### EXCERPT:
:::

5 Ways to Choose the Right Dentures for You

Most people know that dentures are false teeth that can be used to replace missing natural teeth, but did you realize that there are multiple types of dentures? If you want to replace one or more teeth missing due to gum disease, tooth decay, or facial injuries, you should take the time to learn about your options before deciding what type of dentures to request. 

While all dentures are designed to make it easier to eat and speak regularly, they’re not all ideal for every situation. You can find five ways to choose the right dentures for you below that will help to ensure a perfect fit every time.

1. Learn About Your Options

There are many types of dentures, but you may not be a good candidate for all of them. The first step towards deciding what type of tooth restoration will work best for you is to learn about your options. They include:

Complete Dentures

Also known as full dentures, complete dentures are removable prostheses designed to replace an entire bottom or top arch. Complete dentures are a good fit for some people, such as elderly patients and younger patients who have lost all of their teeth as a result of severe tooth decay or acute injuries. However, most dentists consider them a last resort because full dentures do not prevent bone shrinkage and they can cause bite issues and speech impediments.

:::

### TASKS AND EXERCISES:
[a] Copy the part of the dentures article from "Most people know" up to and including "fit every time.".
[b] Translate this sentence from the dentures article into Spanish: "There are many types of dentures, but you may not be a good candidate for all of them."
[c] Answer these questions from the dentures article:
(i) What three causes of missing teeth are named in the opening paragraph?
(ii) What other name is given for complete dentures?
(iii) Besides not preventing bone shrinkage, what two problems can full dentures cause?

:::

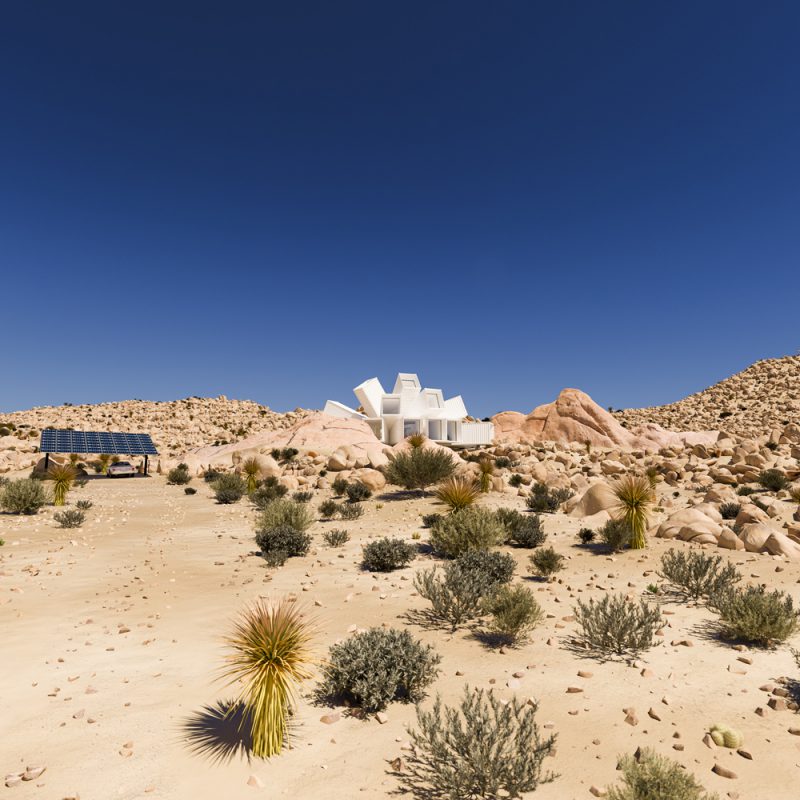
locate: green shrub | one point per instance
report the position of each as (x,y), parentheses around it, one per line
(23,496)
(384,555)
(730,510)
(351,511)
(696,575)
(375,667)
(470,529)
(283,539)
(546,501)
(419,468)
(546,562)
(336,537)
(483,749)
(756,616)
(586,535)
(616,535)
(328,509)
(179,476)
(357,491)
(515,613)
(339,486)
(285,512)
(70,518)
(646,775)
(268,490)
(229,488)
(616,625)
(773,480)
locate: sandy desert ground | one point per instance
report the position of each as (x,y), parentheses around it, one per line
(113,638)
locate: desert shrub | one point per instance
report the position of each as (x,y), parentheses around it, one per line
(457,492)
(586,535)
(483,749)
(754,615)
(339,486)
(546,562)
(372,668)
(357,491)
(328,509)
(283,539)
(229,488)
(70,518)
(336,537)
(23,496)
(268,490)
(773,480)
(419,468)
(730,510)
(696,574)
(351,511)
(285,512)
(646,775)
(179,476)
(384,555)
(616,625)
(515,613)
(470,529)
(616,535)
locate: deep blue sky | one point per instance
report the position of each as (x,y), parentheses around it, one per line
(275,201)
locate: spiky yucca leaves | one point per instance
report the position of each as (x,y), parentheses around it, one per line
(457,492)
(485,475)
(62,476)
(251,469)
(270,655)
(416,440)
(635,496)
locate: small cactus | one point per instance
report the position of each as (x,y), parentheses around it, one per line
(725,736)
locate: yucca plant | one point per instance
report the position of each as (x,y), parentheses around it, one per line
(416,440)
(635,496)
(62,476)
(251,469)
(485,475)
(271,656)
(457,493)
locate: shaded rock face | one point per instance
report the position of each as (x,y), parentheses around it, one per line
(575,417)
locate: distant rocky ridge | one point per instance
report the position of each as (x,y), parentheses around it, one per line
(758,401)
(176,426)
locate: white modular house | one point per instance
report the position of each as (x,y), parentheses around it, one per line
(411,409)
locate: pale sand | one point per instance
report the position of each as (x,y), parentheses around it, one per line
(147,559)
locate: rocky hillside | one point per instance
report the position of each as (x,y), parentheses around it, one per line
(763,398)
(176,426)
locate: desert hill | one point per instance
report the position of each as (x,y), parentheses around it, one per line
(755,402)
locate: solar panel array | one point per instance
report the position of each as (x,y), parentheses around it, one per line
(64,441)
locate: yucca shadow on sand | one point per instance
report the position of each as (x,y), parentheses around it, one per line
(219,732)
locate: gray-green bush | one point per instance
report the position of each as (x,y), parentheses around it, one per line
(481,749)
(375,667)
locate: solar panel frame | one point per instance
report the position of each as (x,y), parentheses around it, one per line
(59,440)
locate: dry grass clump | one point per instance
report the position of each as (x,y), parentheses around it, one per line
(457,493)
(483,748)
(270,656)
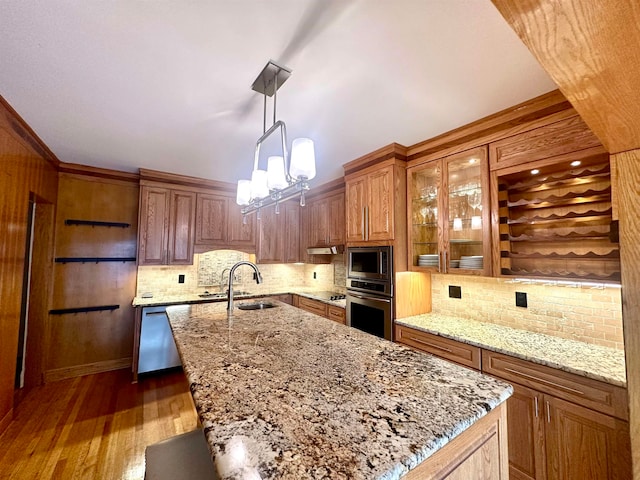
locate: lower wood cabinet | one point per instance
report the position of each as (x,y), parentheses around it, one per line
(332,312)
(458,352)
(561,426)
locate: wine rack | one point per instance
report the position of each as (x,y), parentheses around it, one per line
(555,222)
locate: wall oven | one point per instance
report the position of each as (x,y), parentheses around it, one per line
(370,290)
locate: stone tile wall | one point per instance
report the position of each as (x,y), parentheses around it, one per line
(591,314)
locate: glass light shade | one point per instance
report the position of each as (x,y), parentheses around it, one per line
(303,159)
(259,188)
(276,178)
(243,196)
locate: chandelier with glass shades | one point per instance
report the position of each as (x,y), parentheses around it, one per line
(286,175)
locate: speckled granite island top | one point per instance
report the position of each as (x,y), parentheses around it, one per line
(600,363)
(285,394)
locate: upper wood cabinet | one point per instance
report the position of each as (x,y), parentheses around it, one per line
(219,223)
(327,221)
(552,207)
(448,213)
(279,234)
(375,196)
(167,226)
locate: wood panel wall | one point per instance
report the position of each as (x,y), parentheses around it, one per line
(27,169)
(83,343)
(628,188)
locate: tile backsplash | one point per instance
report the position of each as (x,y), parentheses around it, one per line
(588,314)
(205,273)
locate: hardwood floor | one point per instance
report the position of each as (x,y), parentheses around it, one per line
(94,427)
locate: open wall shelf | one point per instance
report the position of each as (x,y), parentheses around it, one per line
(558,223)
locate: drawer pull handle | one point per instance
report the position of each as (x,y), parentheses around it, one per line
(438,347)
(538,379)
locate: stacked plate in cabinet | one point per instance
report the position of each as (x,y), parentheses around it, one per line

:::

### PROBLEM SOLUTIONS:
[a]
Most people know that dentures are false teeth that can be used to replace missing natural teeth, but did you realize that there are multiple types of dentures? If you want to replace one or more teeth missing due to gum disease, tooth decay, or facial injuries, you should take the time to learn about your options before deciding what type of dentures to request. 

While all dentures are designed to make it easier to eat and speak regularly, they’re not all ideal for every situation. You can find five ways to choose the right dentures for you below that will help to ensure a perfect fit every time.

[b] Hay muchos tipos de dentaduras postizas, pero es posible que usted no sea un buen candidato para todas ellas.

[c]
(i) Gum disease, tooth decay, and facial injuries.
(ii) Full dentures.
(iii) Bite issues and speech impediments.